## START SUPPLIED MATERIAL

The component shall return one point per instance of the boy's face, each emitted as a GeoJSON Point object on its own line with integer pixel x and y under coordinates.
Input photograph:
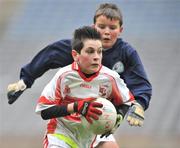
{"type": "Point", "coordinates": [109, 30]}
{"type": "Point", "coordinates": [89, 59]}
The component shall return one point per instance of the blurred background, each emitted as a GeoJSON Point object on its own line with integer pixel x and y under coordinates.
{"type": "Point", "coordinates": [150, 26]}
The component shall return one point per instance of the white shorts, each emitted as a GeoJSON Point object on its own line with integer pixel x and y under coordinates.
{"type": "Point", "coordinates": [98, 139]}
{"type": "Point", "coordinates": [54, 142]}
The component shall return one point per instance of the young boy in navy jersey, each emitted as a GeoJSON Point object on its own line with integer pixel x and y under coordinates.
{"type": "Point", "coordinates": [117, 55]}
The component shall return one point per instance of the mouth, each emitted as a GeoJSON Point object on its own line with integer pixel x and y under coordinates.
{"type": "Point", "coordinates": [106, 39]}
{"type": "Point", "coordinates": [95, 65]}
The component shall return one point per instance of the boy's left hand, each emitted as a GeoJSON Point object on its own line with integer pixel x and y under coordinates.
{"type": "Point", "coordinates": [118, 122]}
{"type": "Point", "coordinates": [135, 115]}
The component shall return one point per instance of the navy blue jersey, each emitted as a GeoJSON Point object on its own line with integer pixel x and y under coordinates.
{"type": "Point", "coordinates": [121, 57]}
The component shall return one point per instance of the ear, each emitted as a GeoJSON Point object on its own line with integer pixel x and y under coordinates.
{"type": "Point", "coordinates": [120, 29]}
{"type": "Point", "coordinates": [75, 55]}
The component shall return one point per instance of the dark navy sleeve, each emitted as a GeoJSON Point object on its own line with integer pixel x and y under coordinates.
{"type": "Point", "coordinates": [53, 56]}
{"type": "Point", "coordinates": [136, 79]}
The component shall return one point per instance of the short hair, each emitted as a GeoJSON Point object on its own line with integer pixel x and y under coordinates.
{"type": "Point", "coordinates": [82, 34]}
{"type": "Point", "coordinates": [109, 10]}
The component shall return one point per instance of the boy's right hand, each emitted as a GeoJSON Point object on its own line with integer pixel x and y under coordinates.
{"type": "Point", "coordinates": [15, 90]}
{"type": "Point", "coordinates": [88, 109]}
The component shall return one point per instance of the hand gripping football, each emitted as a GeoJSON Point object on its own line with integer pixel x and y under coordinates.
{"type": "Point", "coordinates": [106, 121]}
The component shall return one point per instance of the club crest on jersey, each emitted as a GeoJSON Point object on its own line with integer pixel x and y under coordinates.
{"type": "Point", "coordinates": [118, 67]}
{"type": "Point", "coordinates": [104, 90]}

## END SUPPLIED MATERIAL

* [EXERCISE BRIEF]:
Reproduce all of the data above verbatim, line for line, omitting the image.

* [OUTPUT OF THE TASK]:
The component shall return one point per instance of the boy's face, each emitted as a GeoJSON Point object on its own line with integer pixel x and y under coordinates.
Input photograph:
{"type": "Point", "coordinates": [109, 30]}
{"type": "Point", "coordinates": [89, 59]}
The component shall return one point per instance of the blurred background, each emitted as a GeoJSON Point object on its own line with integer pixel x and y under coordinates.
{"type": "Point", "coordinates": [150, 26]}
The component shall return one point per instance of the white shorts, each emitted as a GeoJSON Point object on its own line with integer pixel x and y under coordinates.
{"type": "Point", "coordinates": [98, 139]}
{"type": "Point", "coordinates": [54, 142]}
The component shall return one point per instance of the young boy in navy jersey, each emitted as a GeoJSON Point object on its own line with integer pixel x and y under coordinates.
{"type": "Point", "coordinates": [117, 55]}
The component shall return one point per instance of the mouth, each emitted as a GeoJSON Point object on its own line with integer pixel x and y under coordinates.
{"type": "Point", "coordinates": [106, 39]}
{"type": "Point", "coordinates": [95, 65]}
The component shall return one point per instance of the boy's left hand, each emitted as a GeoJSON Point object on its own line with integer pixel x and y under coordinates.
{"type": "Point", "coordinates": [118, 122]}
{"type": "Point", "coordinates": [135, 115]}
The component shall return one point per instance of the navy blue jersey, each emitted as a GeoJSON Point object on its own line with integer pixel x and y under coordinates.
{"type": "Point", "coordinates": [121, 57]}
The component shall return one point per instance of the ear, each emitted as a GeoJSON Point object on its own line with integer pixel x and y under coordinates.
{"type": "Point", "coordinates": [120, 29]}
{"type": "Point", "coordinates": [75, 55]}
The component shall return one point per instance of the dark navy sleeve, each emitted as a GeoJSON Point object on its own line with integer pixel x and y under coordinates.
{"type": "Point", "coordinates": [53, 56]}
{"type": "Point", "coordinates": [136, 79]}
The component shall return one point per instance of the short hair, each emitted as a GeoJSON Point object on its own line with integer pixel x and y under coordinates.
{"type": "Point", "coordinates": [82, 34]}
{"type": "Point", "coordinates": [109, 10]}
The component shall return one point per instance of the boy's right hand, each emitted as a GeoJSON Point object on its own line with integer pixel x and y under coordinates.
{"type": "Point", "coordinates": [15, 90]}
{"type": "Point", "coordinates": [88, 109]}
The component shall return one point per instance of the hand gripping football, each emitted as a GeoJSON Point object on its own line with integer pixel x and y under coordinates.
{"type": "Point", "coordinates": [106, 121]}
The component shall return one point per instance of the club crest on jersey, each emitted as a GeoJSON Point object on its own line with integer pixel x and y under coordinates.
{"type": "Point", "coordinates": [118, 67]}
{"type": "Point", "coordinates": [104, 90]}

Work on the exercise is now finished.